• _LISTED ENTRIES_
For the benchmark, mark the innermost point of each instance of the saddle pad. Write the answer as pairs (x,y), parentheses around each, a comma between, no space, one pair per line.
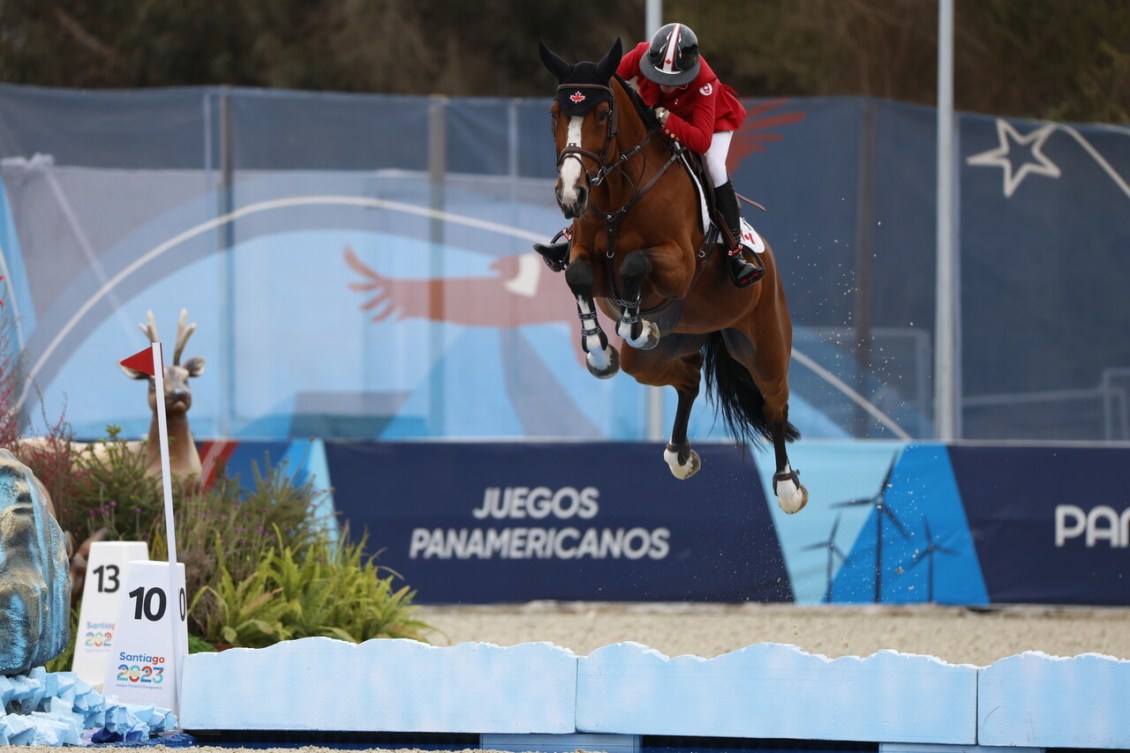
(749,236)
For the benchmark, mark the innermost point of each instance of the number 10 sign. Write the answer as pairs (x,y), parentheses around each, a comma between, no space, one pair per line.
(153,637)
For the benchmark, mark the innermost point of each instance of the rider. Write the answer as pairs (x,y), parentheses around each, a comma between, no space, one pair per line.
(702,113)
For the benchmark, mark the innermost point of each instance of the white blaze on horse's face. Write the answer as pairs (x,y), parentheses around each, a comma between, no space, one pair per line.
(572,192)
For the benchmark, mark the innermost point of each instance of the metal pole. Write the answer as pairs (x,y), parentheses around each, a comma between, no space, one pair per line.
(437,170)
(653,18)
(946,356)
(226,408)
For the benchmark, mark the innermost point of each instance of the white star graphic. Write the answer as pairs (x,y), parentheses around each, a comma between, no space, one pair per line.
(1031,157)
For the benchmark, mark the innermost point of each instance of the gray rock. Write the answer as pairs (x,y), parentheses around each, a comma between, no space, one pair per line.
(34,573)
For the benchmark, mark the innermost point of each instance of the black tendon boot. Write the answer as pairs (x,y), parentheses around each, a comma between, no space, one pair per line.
(742,273)
(555,254)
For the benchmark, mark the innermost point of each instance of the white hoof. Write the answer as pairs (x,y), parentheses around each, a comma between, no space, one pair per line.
(792,498)
(649,335)
(680,470)
(603,364)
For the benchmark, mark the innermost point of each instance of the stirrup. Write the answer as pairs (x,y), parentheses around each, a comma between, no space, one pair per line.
(744,273)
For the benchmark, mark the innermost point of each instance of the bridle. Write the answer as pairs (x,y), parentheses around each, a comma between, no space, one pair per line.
(611,129)
(605,167)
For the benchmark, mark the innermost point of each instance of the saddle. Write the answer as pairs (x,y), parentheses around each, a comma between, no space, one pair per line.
(712,224)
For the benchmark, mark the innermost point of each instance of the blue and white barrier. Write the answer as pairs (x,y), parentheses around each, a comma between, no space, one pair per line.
(541,697)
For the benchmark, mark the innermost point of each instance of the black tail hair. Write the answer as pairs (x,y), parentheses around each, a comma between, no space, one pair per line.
(735,395)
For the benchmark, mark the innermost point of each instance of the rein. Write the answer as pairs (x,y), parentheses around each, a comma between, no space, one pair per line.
(613,218)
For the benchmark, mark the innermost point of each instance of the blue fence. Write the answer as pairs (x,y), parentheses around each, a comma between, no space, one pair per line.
(887,522)
(359,266)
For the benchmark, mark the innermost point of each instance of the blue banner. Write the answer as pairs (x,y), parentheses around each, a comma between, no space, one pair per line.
(1051,525)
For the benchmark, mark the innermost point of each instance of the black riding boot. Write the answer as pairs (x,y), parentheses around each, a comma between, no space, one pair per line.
(555,254)
(742,273)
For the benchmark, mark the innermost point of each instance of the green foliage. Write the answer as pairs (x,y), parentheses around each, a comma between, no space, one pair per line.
(226,524)
(113,487)
(326,588)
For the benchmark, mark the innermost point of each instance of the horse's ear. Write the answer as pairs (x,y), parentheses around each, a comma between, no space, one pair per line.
(610,61)
(554,62)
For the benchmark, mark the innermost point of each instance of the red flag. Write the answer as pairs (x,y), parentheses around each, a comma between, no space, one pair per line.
(140,361)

• _PROBLEM TO SOLVE_
Format every line of the entries above as a Markdown table with the columns "No." and "Line", numbering the rows and skipping blank lines. Leave the pictures out.

• _CORRECT OUTPUT_
| No. | Line |
|---|---|
| 1 | For the benchmark, mark the innermost point of each instance of the saddle pad. Write the answer as pairs (x,y), parentheses around each, a comma between, no space, one pair per line. |
| 2 | (749,236) |
| 3 | For the benchmark, mark the innermost point of each instance of the number 10 sign. Write the answer as pairs (x,y), parentheses around each, a comma between, no space, one pair per line. |
| 4 | (153,637) |
| 5 | For the benchmark, mark the innermost point of each instance of the rider. Write the answer as pairs (x,y), parentheses around each, a comma between, no space, one pair per line. |
| 6 | (702,113) |
| 7 | For the benchmark, mark the innermost point of each instance of the white blaze on horse's face. Write the answer as pairs (x,y), parentheses around each, a comma between, no space, one pair per line. |
| 8 | (572,192) |
| 9 | For the benchmark, mark the innermost point of each instance of the metal pole. Write the answer as pairs (x,y), parentheses around each, a comma between, no space, one pair per line. |
| 10 | (437,170) |
| 11 | (653,18) |
| 12 | (946,356) |
| 13 | (226,408) |
| 14 | For the benchmark, mark the innermost point of each instance of the white star graphic. Write the answer as pairs (x,y), parentheses around each, a comma between, no space, one pair per line. |
| 15 | (1031,157) |
| 16 | For the benchmark, mark the innermost point of each instance of the gray rock. Write the answer as pairs (x,y), parentheses around each, a comma between, no space, one pair per line. |
| 17 | (34,573) |
| 18 | For the benchmark, mark the innermost point of each instance of the black tendon boot. Write the answer as pairs (x,y), parentheses around each, a comma between, no space, one pair per line. |
| 19 | (742,273) |
| 20 | (555,254) |
| 21 | For the benchmark, mark the innermost point of each instance of the white hoof. Write the answer as pairs (x,y), parentheses around each, a comma between, no space, one pair per line. |
| 22 | (792,498) |
| 23 | (649,335) |
| 24 | (680,470) |
| 25 | (603,364) |
| 26 | For the benchmark, mark the innermost point of each instance of the stirrup. Write the answer as pairs (x,y), parentheses around each, a comma between, no space, one pair per line. |
| 27 | (744,273) |
| 28 | For the benchmark, mark the innermost point of each instance of the bridle. Write the answer as pairs (x,y), parentheses around each, a comma between, no space, one pair per line. |
| 29 | (611,129) |
| 30 | (605,167) |
| 31 | For the benchmark, mark the innermost point of each instance of the saddle. Write the answer as pairs (x,y), parentheses around each, a comma between, no space, one pair per line. |
| 32 | (712,224) |
| 33 | For the benchmark, mark the innermost point of each instance of the blue and white barrier. Write the answer as pairs (x,y), parentheses around each, a comma between, no space, one pair per line. |
| 34 | (541,697) |
| 35 | For the benchmark, mark the innermost point of each instance of the black tail hair. Write the answer as pairs (x,y), parentheses around each, a comma between, no space, one pair per line. |
| 36 | (735,395) |
| 37 | For the benchmark, mark the innermost point of each instance of the rein. Write the answer as pairs (x,y), parentheses around each, a comma between, no space, one pair per line. |
| 38 | (613,218) |
| 39 | For the benchmark, mark the innermost point of each instance of the blue fence. Write the answer as pairs (x,y), parentheses around each, a comma between, no space, one pair per line. |
| 40 | (887,522) |
| 41 | (359,266) |
| 42 | For the benchmark, mark the innermost point of each instance of the blue banner. Write the answer as pairs (x,y), parentheses around each, a comma between, no space, one pair per line. |
| 43 | (1051,525) |
| 44 | For the benchmark, mark the innermost point of each instance of the black riding boot. Write the answer as pairs (x,y), parentheses around each, a comma between, no space, one pair per line. |
| 45 | (555,254) |
| 46 | (742,273) |
| 47 | For the benchmark, mark the innermost point of each instance of the green foliage. Write the answer as pairs (x,y), parentheses around each, a comma between, no space, one pair per line. |
| 48 | (226,524) |
| 49 | (113,487) |
| 50 | (326,588) |
| 51 | For the benchmark, mark the innermost point of each instance of the horse's ear. Write the answer as pairs (x,y), parentheses around each, a comma between, no space, one pair per line. |
| 52 | (610,61) |
| 53 | (554,62) |
| 54 | For the benchmark, mark the innermost point of each instance of the red flag. Write the answer as pairs (x,y), parentheses around each, a comma between, no space, one pair per line. |
| 55 | (140,361) |